_Stated problem 1_. In the text about Pershing below, shorten the paragraph beginning "The 81-year-old war horse" into a bulleted list that keeps its main facts.
_Stated problem 2_. Write the next few sentences of the text about Pershing below, picking up right after its final sentence.

_Text provided_.
>>>

The President replied:

"Dear General:

"You are magnificent. You always have been — and you always will be. I am deeply grateful to you for your letter of Dec. 10..

"Under a wise law, you have never been placed on the retired list. You are very much on the active list, and your services will be of great, value.

"Always sincerely,

"Franklin D. Roosevelt."

The 81-year-old war horse ached to do something. On Nov. 11, 1918, he had been in command of 2,057,675 U.S. soldiers. Last week one of his boys, General Douglas MacArthur, was beating off Japanese attacks in the Philippines. Another of his boys was Chief of Staff General George Catlett Marshall, who had been at his side the day Pershing sent the First Division into action near Picardy in 1918, with the words, still good in 1941: "You are going to meet a savage enemy. Meet them like Americans."

<<<

_Stored data_.

>>>

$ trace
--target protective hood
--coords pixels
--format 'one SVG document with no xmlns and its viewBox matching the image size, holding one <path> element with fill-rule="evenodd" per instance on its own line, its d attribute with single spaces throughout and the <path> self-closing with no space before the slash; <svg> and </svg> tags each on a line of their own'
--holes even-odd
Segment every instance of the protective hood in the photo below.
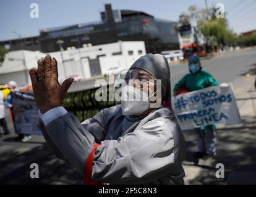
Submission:
<svg viewBox="0 0 256 197">
<path fill-rule="evenodd" d="M 156 79 L 161 79 L 163 100 L 171 103 L 171 74 L 166 58 L 160 54 L 148 54 L 140 57 L 130 67 L 147 71 Z"/>
</svg>

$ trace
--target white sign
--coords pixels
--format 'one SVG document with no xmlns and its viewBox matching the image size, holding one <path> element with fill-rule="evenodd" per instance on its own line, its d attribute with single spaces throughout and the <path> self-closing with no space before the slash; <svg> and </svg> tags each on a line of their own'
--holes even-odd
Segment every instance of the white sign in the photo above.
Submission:
<svg viewBox="0 0 256 197">
<path fill-rule="evenodd" d="M 182 130 L 218 123 L 234 124 L 241 121 L 232 89 L 227 84 L 173 97 L 171 102 Z"/>
</svg>

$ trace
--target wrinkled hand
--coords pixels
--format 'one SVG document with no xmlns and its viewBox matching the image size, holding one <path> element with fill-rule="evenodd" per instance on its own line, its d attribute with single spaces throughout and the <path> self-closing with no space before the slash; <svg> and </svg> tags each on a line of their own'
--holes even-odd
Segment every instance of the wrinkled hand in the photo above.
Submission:
<svg viewBox="0 0 256 197">
<path fill-rule="evenodd" d="M 49 55 L 38 60 L 38 68 L 30 70 L 33 92 L 36 105 L 43 114 L 62 105 L 67 91 L 74 79 L 66 79 L 62 86 L 58 81 L 57 60 Z"/>
</svg>

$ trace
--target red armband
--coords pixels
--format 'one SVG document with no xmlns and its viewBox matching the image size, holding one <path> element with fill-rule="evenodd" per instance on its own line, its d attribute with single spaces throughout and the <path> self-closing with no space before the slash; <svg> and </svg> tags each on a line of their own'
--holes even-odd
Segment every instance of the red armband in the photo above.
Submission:
<svg viewBox="0 0 256 197">
<path fill-rule="evenodd" d="M 94 153 L 100 144 L 95 143 L 91 152 L 85 162 L 83 167 L 83 185 L 105 185 L 103 182 L 97 182 L 92 180 L 92 164 L 93 162 Z"/>
</svg>

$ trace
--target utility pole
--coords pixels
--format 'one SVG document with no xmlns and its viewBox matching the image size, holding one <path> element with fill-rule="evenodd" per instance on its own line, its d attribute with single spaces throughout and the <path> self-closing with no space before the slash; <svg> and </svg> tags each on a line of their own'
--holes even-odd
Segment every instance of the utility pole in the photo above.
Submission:
<svg viewBox="0 0 256 197">
<path fill-rule="evenodd" d="M 208 14 L 208 3 L 207 3 L 207 0 L 205 0 L 205 9 L 207 10 L 207 14 Z"/>
<path fill-rule="evenodd" d="M 56 44 L 58 44 L 59 46 L 59 50 L 61 52 L 61 64 L 63 66 L 63 71 L 64 73 L 64 76 L 65 76 L 65 78 L 67 77 L 67 73 L 66 71 L 66 68 L 65 68 L 65 65 L 64 65 L 64 62 L 63 62 L 63 47 L 62 47 L 62 44 L 64 43 L 64 41 L 59 39 L 57 42 Z"/>
</svg>

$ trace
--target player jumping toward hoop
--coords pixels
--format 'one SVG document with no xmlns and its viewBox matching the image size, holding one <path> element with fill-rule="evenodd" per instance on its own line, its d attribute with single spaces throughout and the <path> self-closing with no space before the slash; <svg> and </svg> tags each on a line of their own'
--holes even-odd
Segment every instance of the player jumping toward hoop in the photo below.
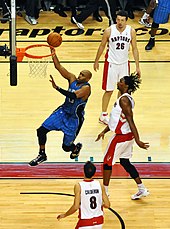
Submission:
<svg viewBox="0 0 170 229">
<path fill-rule="evenodd" d="M 82 70 L 78 77 L 67 71 L 59 62 L 56 55 L 53 57 L 55 68 L 68 80 L 69 88 L 64 90 L 56 85 L 53 77 L 50 75 L 50 82 L 54 89 L 66 96 L 65 102 L 59 106 L 37 129 L 39 142 L 39 154 L 29 165 L 36 166 L 47 160 L 45 153 L 45 144 L 47 133 L 56 130 L 64 133 L 62 148 L 65 152 L 70 152 L 70 158 L 79 156 L 82 148 L 81 143 L 74 144 L 80 128 L 84 121 L 84 109 L 91 94 L 91 87 L 88 81 L 92 77 L 89 70 Z"/>
</svg>

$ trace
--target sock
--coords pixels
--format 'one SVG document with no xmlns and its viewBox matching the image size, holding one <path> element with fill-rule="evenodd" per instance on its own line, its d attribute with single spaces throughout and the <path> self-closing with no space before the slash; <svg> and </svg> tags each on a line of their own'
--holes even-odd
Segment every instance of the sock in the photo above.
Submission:
<svg viewBox="0 0 170 229">
<path fill-rule="evenodd" d="M 143 183 L 141 183 L 141 184 L 138 184 L 138 189 L 139 190 L 143 190 L 143 189 L 145 189 L 145 185 L 143 184 Z"/>
<path fill-rule="evenodd" d="M 41 154 L 41 155 L 45 154 L 45 149 L 40 149 L 39 154 Z"/>
<path fill-rule="evenodd" d="M 108 186 L 104 185 L 104 188 L 105 188 L 105 191 L 106 191 L 106 194 L 108 194 Z"/>
</svg>

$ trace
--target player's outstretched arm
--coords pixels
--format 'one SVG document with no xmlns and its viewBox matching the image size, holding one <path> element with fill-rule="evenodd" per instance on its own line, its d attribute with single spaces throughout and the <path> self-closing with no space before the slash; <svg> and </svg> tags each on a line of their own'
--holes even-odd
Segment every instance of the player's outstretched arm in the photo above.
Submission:
<svg viewBox="0 0 170 229">
<path fill-rule="evenodd" d="M 100 57 L 101 57 L 101 55 L 102 55 L 102 53 L 106 47 L 108 39 L 110 37 L 110 31 L 111 31 L 110 27 L 104 31 L 102 41 L 101 41 L 99 48 L 97 50 L 96 58 L 95 58 L 94 65 L 93 65 L 93 68 L 95 71 L 99 70 L 99 59 L 100 59 Z"/>
<path fill-rule="evenodd" d="M 132 35 L 131 45 L 132 45 L 133 57 L 134 57 L 135 64 L 136 64 L 136 73 L 138 74 L 138 76 L 140 78 L 141 77 L 141 71 L 140 71 L 140 67 L 139 67 L 139 51 L 137 48 L 136 32 L 134 29 L 131 30 L 131 35 Z"/>
<path fill-rule="evenodd" d="M 100 138 L 104 139 L 104 135 L 105 133 L 107 133 L 108 131 L 110 131 L 109 126 L 106 126 L 105 129 L 97 136 L 96 138 L 96 142 L 100 140 Z"/>
<path fill-rule="evenodd" d="M 139 133 L 138 133 L 138 130 L 137 130 L 136 125 L 135 125 L 134 120 L 133 120 L 132 106 L 131 106 L 130 100 L 127 98 L 127 96 L 123 96 L 120 99 L 120 107 L 122 108 L 122 112 L 125 115 L 128 123 L 129 123 L 130 129 L 134 135 L 136 144 L 140 148 L 143 148 L 143 149 L 149 148 L 149 143 L 147 143 L 147 142 L 144 143 L 139 138 Z"/>
</svg>

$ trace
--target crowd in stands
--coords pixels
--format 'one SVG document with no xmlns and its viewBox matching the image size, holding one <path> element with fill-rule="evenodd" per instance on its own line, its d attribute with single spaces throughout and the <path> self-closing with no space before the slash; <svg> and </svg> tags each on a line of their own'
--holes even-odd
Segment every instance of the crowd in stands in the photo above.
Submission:
<svg viewBox="0 0 170 229">
<path fill-rule="evenodd" d="M 115 23 L 116 10 L 121 8 L 119 0 L 108 0 L 107 3 L 105 0 L 16 0 L 16 5 L 19 9 L 17 13 L 23 16 L 31 25 L 38 23 L 39 12 L 41 10 L 53 10 L 61 17 L 67 17 L 66 10 L 69 10 L 71 11 L 71 22 L 81 29 L 84 28 L 82 22 L 91 14 L 94 20 L 102 22 L 103 19 L 99 14 L 99 10 L 105 12 L 109 19 L 109 25 Z M 135 5 L 134 0 L 127 0 L 125 10 L 128 12 L 130 19 L 134 19 L 133 10 Z M 2 18 L 8 18 L 10 0 L 0 0 L 0 7 L 2 9 Z M 1 22 L 5 23 L 7 21 L 4 20 Z"/>
</svg>

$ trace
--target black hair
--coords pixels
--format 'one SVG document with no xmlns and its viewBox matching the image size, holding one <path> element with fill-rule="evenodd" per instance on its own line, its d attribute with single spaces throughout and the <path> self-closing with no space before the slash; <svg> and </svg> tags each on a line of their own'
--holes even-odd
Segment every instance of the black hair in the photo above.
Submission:
<svg viewBox="0 0 170 229">
<path fill-rule="evenodd" d="M 125 10 L 119 10 L 116 16 L 126 17 L 126 21 L 128 19 L 128 13 Z"/>
<path fill-rule="evenodd" d="M 125 84 L 128 85 L 128 93 L 134 93 L 141 84 L 142 80 L 135 73 L 132 73 L 130 76 L 124 76 Z"/>
<path fill-rule="evenodd" d="M 96 172 L 96 167 L 91 161 L 87 161 L 84 165 L 84 174 L 87 178 L 92 178 Z"/>
</svg>

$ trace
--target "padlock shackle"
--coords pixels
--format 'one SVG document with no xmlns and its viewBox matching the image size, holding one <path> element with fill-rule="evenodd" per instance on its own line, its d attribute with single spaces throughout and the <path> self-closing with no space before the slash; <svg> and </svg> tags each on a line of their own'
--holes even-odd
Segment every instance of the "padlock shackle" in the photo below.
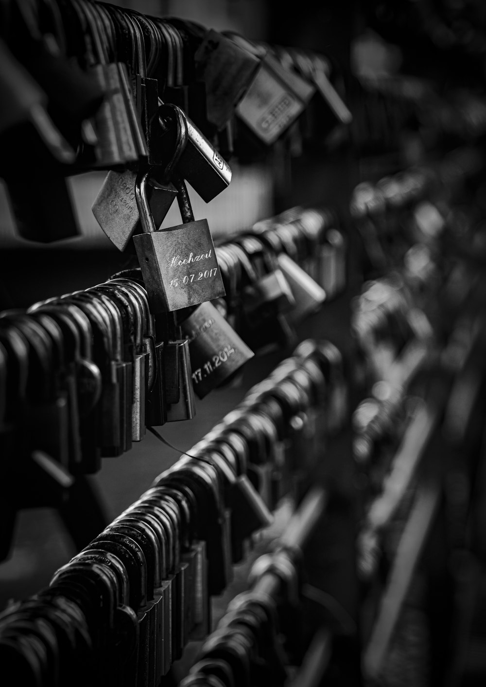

<<<

_Answer 1_.
- The 81-year-old veteran longed to do something.
- On Nov. 11, 1918, he commanded 2,057,675 U.S. soldiers.
- Last week General Douglas MacArthur, one of his former men, was beating off Japanese attacks in the Philippines.
- Another, Chief of Staff General George Catlett Marshall, had been at his side in 1918 when Pershing sent the First Division into action near Picardy.
- Pershing's words that day, still apt in 1941, were: "You are going to meet a savage enemy. Meet them like Americans."

_Answer 2_.
Doctrine & Covenants

This week, on the 150th anniversary of the Bill of Rights (the first ten amendments to the Constitution), President Roosevelt said, in good words & true:

". . . The rights to life, liberty and the pursuit of happiness, which seemed to Jefferson and which seem to us inalienable, were, to Hitler and his fellows, empty words which they proposed to cancel forever. The propositions they advanced to take the place of Jefferson's inalienable rights were these:

"That the individual human being has no rights whatever in himself and by virtue of his humanity;

"That the individual human being has no right to a soul of his own, or a mind of his own, or a tongue of his own, or a trade of his own; or even to live where he pleases or to marry the woman he loves;

"That his only duty is the duty of obedience, not to his God, and not to his conscience, but to Adolf Hitler; and that his only value is his value, not as a man, but as a unit of the Nazi State.

"What we face is nothing more nor less than an attempt to overthrow and to cancel out the great upsurge of human liberty of which the American Bill of Rights is the fundamental document. . . .

"We will not, under any threat, or in the face of any danger, surrender the guarantees of liberty our forefathers framed for us in our Bill of Rights. . . .

"We covenant with each other before all the world, that having taken up arms in the defense of liberty, we will not lay them down before liberty is once again secure in the world we live in. For that security we pray; for that security we act now. and evermore."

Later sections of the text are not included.